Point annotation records

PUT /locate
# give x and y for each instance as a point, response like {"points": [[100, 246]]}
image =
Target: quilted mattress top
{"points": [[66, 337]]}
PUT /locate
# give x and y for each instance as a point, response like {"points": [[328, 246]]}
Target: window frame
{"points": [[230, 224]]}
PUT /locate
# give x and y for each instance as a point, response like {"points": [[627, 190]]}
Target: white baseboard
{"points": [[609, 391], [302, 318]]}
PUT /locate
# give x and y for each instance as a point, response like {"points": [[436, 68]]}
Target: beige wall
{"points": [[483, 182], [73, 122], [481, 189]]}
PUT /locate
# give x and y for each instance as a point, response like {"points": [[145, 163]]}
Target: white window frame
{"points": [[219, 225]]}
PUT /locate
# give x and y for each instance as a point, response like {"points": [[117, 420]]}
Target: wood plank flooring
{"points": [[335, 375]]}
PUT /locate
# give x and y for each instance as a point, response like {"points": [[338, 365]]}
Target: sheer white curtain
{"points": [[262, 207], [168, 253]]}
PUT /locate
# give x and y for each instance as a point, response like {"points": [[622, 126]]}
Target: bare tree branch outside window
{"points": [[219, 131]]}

--

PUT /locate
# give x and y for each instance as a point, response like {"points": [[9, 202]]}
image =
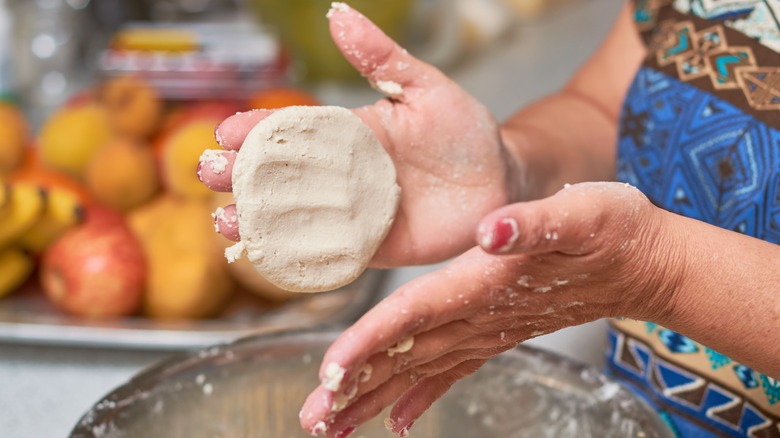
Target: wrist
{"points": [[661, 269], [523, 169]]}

==

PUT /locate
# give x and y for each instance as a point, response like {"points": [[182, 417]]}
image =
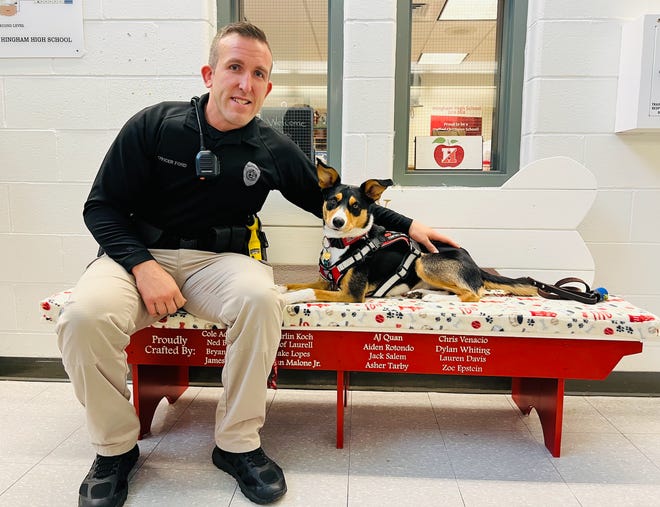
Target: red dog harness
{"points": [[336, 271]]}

» YOUR TASK
Select every line in the records above that contains the word "white", and copy each of those lines.

» WORKED ANSWER
Target: white baseboard
Target: white window frame
Target: sheer white curtain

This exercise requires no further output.